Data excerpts

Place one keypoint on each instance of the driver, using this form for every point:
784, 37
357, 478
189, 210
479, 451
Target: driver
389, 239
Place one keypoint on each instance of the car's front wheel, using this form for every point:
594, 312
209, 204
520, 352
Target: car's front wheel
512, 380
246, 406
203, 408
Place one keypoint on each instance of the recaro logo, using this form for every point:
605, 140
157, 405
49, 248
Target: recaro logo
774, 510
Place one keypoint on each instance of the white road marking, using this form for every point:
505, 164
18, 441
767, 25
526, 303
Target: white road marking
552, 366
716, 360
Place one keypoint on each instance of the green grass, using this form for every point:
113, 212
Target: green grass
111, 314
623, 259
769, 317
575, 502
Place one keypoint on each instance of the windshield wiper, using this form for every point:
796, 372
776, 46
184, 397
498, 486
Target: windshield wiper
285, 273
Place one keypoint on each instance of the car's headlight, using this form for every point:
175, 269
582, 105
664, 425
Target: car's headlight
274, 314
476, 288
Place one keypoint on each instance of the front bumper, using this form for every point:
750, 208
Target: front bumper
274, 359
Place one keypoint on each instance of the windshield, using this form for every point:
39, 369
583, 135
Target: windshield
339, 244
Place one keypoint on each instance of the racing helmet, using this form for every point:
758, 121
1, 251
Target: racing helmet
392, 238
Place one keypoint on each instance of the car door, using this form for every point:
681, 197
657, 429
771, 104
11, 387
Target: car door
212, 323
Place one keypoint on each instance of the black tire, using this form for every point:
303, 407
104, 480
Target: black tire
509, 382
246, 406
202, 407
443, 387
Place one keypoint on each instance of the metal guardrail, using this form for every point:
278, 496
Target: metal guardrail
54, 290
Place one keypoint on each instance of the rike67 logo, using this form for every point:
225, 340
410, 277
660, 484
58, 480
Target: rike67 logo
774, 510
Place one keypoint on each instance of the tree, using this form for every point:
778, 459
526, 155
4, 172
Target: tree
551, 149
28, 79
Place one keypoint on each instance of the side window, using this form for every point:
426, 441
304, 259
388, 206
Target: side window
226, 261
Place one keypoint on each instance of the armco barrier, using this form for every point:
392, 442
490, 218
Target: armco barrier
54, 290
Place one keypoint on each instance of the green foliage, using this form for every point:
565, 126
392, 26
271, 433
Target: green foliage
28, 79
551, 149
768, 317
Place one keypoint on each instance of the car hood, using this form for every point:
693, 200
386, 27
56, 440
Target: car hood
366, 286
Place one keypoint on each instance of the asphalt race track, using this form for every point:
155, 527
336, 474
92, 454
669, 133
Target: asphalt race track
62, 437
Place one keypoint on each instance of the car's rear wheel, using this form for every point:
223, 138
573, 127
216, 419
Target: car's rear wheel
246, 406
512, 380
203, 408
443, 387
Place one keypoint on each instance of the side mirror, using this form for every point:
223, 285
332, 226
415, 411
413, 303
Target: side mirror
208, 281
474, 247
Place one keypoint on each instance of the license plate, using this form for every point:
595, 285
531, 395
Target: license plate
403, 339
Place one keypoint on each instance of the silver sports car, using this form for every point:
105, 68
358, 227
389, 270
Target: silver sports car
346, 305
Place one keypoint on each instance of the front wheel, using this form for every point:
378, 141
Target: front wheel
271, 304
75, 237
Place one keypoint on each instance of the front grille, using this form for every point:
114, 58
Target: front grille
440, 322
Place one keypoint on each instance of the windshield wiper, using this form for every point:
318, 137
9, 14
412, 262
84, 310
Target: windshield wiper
...
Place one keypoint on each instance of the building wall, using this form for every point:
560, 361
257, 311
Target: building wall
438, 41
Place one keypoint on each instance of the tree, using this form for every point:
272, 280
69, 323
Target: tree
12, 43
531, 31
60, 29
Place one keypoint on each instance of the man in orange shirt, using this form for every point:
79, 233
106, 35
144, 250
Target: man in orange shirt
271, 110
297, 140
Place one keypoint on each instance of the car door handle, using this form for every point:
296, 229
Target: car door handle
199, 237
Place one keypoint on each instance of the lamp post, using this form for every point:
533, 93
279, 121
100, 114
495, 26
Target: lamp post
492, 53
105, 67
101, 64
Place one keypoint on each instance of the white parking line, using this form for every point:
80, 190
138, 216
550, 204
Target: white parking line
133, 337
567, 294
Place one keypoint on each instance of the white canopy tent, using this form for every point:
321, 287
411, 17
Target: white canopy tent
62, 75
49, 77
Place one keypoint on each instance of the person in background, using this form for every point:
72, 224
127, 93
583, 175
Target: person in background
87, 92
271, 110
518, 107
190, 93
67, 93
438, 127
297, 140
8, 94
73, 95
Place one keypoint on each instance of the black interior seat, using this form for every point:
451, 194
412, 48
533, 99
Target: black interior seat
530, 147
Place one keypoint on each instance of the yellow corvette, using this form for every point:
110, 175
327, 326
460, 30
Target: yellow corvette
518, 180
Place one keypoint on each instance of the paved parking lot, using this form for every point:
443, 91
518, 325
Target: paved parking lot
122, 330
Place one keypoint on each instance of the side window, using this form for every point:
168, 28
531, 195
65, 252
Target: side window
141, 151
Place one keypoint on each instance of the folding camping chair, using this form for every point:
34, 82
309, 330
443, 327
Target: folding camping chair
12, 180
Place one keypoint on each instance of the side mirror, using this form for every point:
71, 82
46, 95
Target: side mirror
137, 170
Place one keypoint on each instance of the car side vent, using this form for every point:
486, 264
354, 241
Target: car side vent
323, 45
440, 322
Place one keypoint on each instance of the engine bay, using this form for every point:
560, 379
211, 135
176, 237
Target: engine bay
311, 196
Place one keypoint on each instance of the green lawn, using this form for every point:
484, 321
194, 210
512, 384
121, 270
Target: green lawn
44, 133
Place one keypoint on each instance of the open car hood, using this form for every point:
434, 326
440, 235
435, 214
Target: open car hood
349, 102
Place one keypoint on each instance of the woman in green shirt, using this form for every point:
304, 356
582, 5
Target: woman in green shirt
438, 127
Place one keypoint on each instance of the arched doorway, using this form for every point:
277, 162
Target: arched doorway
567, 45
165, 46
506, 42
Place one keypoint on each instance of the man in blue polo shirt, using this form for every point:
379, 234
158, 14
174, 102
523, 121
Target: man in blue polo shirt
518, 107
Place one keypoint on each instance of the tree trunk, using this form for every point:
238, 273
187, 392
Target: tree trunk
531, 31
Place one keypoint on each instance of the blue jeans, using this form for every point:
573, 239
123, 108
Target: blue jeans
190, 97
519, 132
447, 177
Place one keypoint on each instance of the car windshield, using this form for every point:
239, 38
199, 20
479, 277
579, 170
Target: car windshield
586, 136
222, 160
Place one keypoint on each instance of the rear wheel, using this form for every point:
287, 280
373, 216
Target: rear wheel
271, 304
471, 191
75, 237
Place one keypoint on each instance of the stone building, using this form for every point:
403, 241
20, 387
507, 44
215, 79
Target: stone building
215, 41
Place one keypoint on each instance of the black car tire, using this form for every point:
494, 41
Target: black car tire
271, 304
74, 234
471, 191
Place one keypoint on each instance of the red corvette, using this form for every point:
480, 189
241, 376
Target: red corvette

Task item
Of all the entries above, retype exactly the lines from the line with "Target: arched doorway" to the line with "Target: red corvette", both included, and no others.

Task answer
Target: arched doorway
567, 45
165, 46
506, 42
Place one keypoint on each instance of the man in blue polo shirt, using this form for every point:
379, 234
158, 14
174, 102
523, 121
Target: man in blue polo shirt
518, 107
Place one keypoint on each instance of the tree trunk, using this form for every point:
238, 273
187, 392
Target: tree trunk
531, 31
Place one keypoint on each instance of the blue jeans, using this form for every point:
573, 239
123, 108
Target: blue jeans
190, 97
519, 132
447, 177
Place one keypoint on each instance of the car windshield, using this form for every point:
239, 38
199, 20
479, 277
579, 170
Target: car windshield
586, 136
222, 160
Place one keypoint on each instance of the rear wheel, using this form for every point:
287, 280
373, 216
Target: rear wheel
271, 304
471, 191
75, 237
Place one keypoint on each instance of the stone building, using this form for every point:
403, 241
20, 387
507, 44
215, 79
Target: stone building
215, 41
Place one keypoint on each instance of the black car tire, using this form for every point:
494, 41
Target: black car tire
271, 304
74, 234
471, 191
Place one keypoint on each instance of the red corvette, using this form for every point:
480, 189
241, 376
Target: red corvette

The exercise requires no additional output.